# Texto fornecido
# # # #

“O evento mais espetacular da última metade do século passado é um que não ocorreu. ” (Thomas Schelling, An Astonishing Sixty Years: the Legacy of Hiroshima, 2005)
O que levou a União Soviética e os Estados Unidos a terem acumulado um grande arsenal nuclear sem isso acarretar em uma Guerra nuclear? Poderiam as ações desses países, que mais pareciam um suicídio global, serem entendidas como racionais? Seriam as guerras atos racionais? Robert Aumann defende que, se assim a entendermos, talvez seja mais fácil encontrar uma alternativa a ela (Aumann, 2005).
O matemático israelense-americano Robert J. Aumann e o economista americano Thomas C. Schelling dedicaram sua carreira a estudar a ação estratégica de diferentes agentes sob a ótima da racionalidade. Foi devida à contribuição de ambos para a compreensão dos conflitos e da cooperação, por meio da teoria dos jogos, que os mesmos foram premiados pela Real Academia Sueca de Ciências com o prêmio Nobel de Economia em 2005.
Robert Aumann nasceu no ano de 1930 em Frankfurt, na Alemanha e, aos oito anos, mudou-se com sua família para Nova Iorque. Ele completou seu Phd em matemática no MIT em 1955 e, no mesmo ano, ingressou em um centro afiliado à Universidade de Princeton onde trabalhou com aplicações matemáticas a questões industriais e militares. No ano seguinte, ele mudou-se para Israel e tornou-se professor do Instituto de Matemática da Hebrew University onde lecionou até usa aposentadoria no ano 2000 (Neymann, 2006).
Thomas Schelling nasceu em 1921 na Califórnia, Estados Unidos. Graduou-se na Universidade da Califórnia (Berkeley) e obteve seu Phd em 1951 pela Universidade de Harvard. Antes da carreira acadêmica, Schelling trabalhou no Departamento de Orçamento dos EUA (1945–46), na elaboração do Plano Marshall (1948-50) e no escritório executivo da presidência dos Estados Unidos (1951-53). Já em 1953 retornou à academia como professor da Universidade de Yale onde permaneceu até 1958, quando mudou-se para Harvard. Schelling também trabalhou para a RAND Corporation onde desenvolveu sua análise da corrida nuclear que culminou na publicação de sua obra mais conhecida “The Strategy of Conflict”. O economista também assessorou o governo de Kennedy na crise de Berlim no ano de 1961. Nos anos 90, Schelling ingressou como professor na Universidade de Maryland onde lecionou até sua morte no ano de 2016.
Ação Racional e Teoria dos Jogos
Antes de expor a contribuição de cada autor, vou dedicar essa introdução a falar um pouco sobre como entendemos racionalidade dentro da economia. Aumann define que o comportamento de um indivíduo é considerado racional se é do seu melhor interesse, dadas as informações disponíveis (Aumann, 2005). Em um mundo sem incerteza, a ação racional se baseia em selecionar dentro de um conjunto de alternativas factíveis aquela cuja consequência é a preferida em termos da sua utilidade. Já em um mundo com incerteza, o agente maximiza sua utilidade esperada, ou seja, ponderada pelas probabilidades, objetivas ou subjetivas, que atribui aos estados. A teoria econômica é fundamentada na ideia que os agentes (consumidores, firmas etc) se comportam de maneira racional. Com esse ferramental teórico, os economistas são capazes de realizar previsões sobre quais ações serão tomadas.

# # # #

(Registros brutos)
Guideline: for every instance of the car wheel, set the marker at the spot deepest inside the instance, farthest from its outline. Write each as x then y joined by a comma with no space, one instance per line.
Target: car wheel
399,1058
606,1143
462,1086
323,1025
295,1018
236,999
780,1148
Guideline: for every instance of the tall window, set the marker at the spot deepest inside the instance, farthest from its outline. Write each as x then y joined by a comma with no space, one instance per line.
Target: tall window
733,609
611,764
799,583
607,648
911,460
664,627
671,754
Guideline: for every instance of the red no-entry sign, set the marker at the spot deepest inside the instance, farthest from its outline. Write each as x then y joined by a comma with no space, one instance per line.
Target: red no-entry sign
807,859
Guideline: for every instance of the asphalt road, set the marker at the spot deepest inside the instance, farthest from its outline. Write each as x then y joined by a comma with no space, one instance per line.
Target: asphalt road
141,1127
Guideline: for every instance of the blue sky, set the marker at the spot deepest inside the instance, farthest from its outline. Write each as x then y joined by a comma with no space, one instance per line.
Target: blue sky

# # # #

# Tarefa a realizar
No texto sobre Aumann e Schelling, qual é apontada como a obra mais conhecida de Thomas Schelling?

# Resposta do exercício
“The Strategy of Conflict”.